What is being asked:
Retype all the entries word for word, but omit the pictures.

--- Supplied records Enclosed Below ---

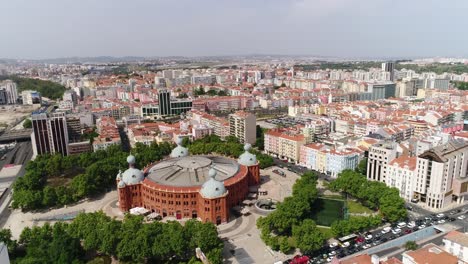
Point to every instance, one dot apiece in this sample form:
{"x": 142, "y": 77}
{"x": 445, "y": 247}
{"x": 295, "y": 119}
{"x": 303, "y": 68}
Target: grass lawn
{"x": 326, "y": 231}
{"x": 357, "y": 208}
{"x": 326, "y": 211}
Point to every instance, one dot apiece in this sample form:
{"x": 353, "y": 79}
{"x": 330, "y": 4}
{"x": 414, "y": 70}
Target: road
{"x": 20, "y": 155}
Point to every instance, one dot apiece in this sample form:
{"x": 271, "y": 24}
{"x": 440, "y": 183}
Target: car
{"x": 359, "y": 239}
{"x": 401, "y": 224}
{"x": 386, "y": 230}
{"x": 366, "y": 246}
{"x": 345, "y": 244}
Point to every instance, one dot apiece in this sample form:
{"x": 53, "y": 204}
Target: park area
{"x": 326, "y": 211}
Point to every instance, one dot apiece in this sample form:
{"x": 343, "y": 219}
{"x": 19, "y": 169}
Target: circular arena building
{"x": 183, "y": 186}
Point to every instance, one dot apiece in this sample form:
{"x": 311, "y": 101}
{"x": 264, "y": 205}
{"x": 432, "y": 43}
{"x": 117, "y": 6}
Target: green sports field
{"x": 326, "y": 211}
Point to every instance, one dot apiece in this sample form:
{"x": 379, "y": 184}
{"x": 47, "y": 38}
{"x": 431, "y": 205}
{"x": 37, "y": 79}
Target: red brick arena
{"x": 183, "y": 186}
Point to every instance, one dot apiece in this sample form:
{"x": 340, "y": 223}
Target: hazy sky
{"x": 347, "y": 28}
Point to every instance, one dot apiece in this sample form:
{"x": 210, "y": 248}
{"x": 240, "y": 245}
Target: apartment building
{"x": 219, "y": 126}
{"x": 284, "y": 144}
{"x": 50, "y": 133}
{"x": 401, "y": 175}
{"x": 441, "y": 177}
{"x": 380, "y": 156}
{"x": 108, "y": 133}
{"x": 243, "y": 126}
{"x": 319, "y": 157}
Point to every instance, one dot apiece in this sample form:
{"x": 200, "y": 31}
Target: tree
{"x": 308, "y": 237}
{"x": 411, "y": 245}
{"x": 27, "y": 123}
{"x": 5, "y": 237}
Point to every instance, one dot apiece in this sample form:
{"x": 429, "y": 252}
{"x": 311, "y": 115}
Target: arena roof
{"x": 191, "y": 170}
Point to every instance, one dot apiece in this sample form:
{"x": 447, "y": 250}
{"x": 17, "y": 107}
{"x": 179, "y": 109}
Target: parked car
{"x": 401, "y": 224}
{"x": 386, "y": 230}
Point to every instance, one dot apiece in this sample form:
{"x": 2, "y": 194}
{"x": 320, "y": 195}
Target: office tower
{"x": 389, "y": 67}
{"x": 243, "y": 126}
{"x": 380, "y": 156}
{"x": 3, "y": 97}
{"x": 50, "y": 133}
{"x": 441, "y": 177}
{"x": 12, "y": 92}
{"x": 164, "y": 98}
{"x": 70, "y": 95}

--- End of Enclosed Supplied records ---

Output of the exercise:
Point to every instance, one dot apiece in this sample form:
{"x": 142, "y": 77}
{"x": 445, "y": 247}
{"x": 295, "y": 119}
{"x": 303, "y": 68}
Target: grass lawn
{"x": 326, "y": 231}
{"x": 357, "y": 208}
{"x": 326, "y": 211}
Point to every instance, one dot apiece in this sample form:
{"x": 353, "y": 79}
{"x": 330, "y": 4}
{"x": 414, "y": 70}
Target: road
{"x": 20, "y": 155}
Point to every instance, one dot apiece in this sample form:
{"x": 271, "y": 24}
{"x": 440, "y": 183}
Target: car
{"x": 359, "y": 239}
{"x": 401, "y": 224}
{"x": 386, "y": 230}
{"x": 366, "y": 246}
{"x": 345, "y": 244}
Point to every instance, one dot apiece in this sample form:
{"x": 53, "y": 204}
Target: park area
{"x": 326, "y": 211}
Point to every instance, one dot apiece in this sample form:
{"x": 343, "y": 219}
{"x": 19, "y": 169}
Target: circular arena building
{"x": 183, "y": 186}
Point to every instance, one dot apiece in this sample form:
{"x": 311, "y": 101}
{"x": 264, "y": 205}
{"x": 432, "y": 43}
{"x": 117, "y": 6}
Target: green sports field
{"x": 326, "y": 211}
Point to every instance, one dot apiece in this sample form:
{"x": 379, "y": 184}
{"x": 47, "y": 38}
{"x": 431, "y": 205}
{"x": 37, "y": 79}
Target: red brick arena
{"x": 183, "y": 186}
Point to every instance, one dot apiece in this sample form:
{"x": 340, "y": 223}
Target: hazy sky
{"x": 347, "y": 28}
Point to every instance, one dot apiece in this sample form:
{"x": 210, "y": 248}
{"x": 240, "y": 245}
Target: apartment building
{"x": 219, "y": 126}
{"x": 284, "y": 144}
{"x": 50, "y": 133}
{"x": 401, "y": 175}
{"x": 441, "y": 177}
{"x": 380, "y": 156}
{"x": 108, "y": 133}
{"x": 243, "y": 126}
{"x": 319, "y": 157}
Point to every instance, one dot apiece in this sample form:
{"x": 200, "y": 31}
Target: tree
{"x": 308, "y": 237}
{"x": 411, "y": 245}
{"x": 27, "y": 123}
{"x": 5, "y": 237}
Point to every instance, one dot apiece in this sample form:
{"x": 429, "y": 252}
{"x": 311, "y": 115}
Target: arena roof
{"x": 191, "y": 170}
Point to every instance, one dot apiece in this sample form:
{"x": 447, "y": 250}
{"x": 17, "y": 107}
{"x": 179, "y": 109}
Target: parked car
{"x": 401, "y": 224}
{"x": 386, "y": 230}
Point to every instance, one dot apiece in this sample form:
{"x": 2, "y": 194}
{"x": 320, "y": 195}
Target: office tower
{"x": 389, "y": 67}
{"x": 243, "y": 126}
{"x": 380, "y": 156}
{"x": 3, "y": 97}
{"x": 50, "y": 133}
{"x": 441, "y": 177}
{"x": 12, "y": 92}
{"x": 164, "y": 98}
{"x": 70, "y": 95}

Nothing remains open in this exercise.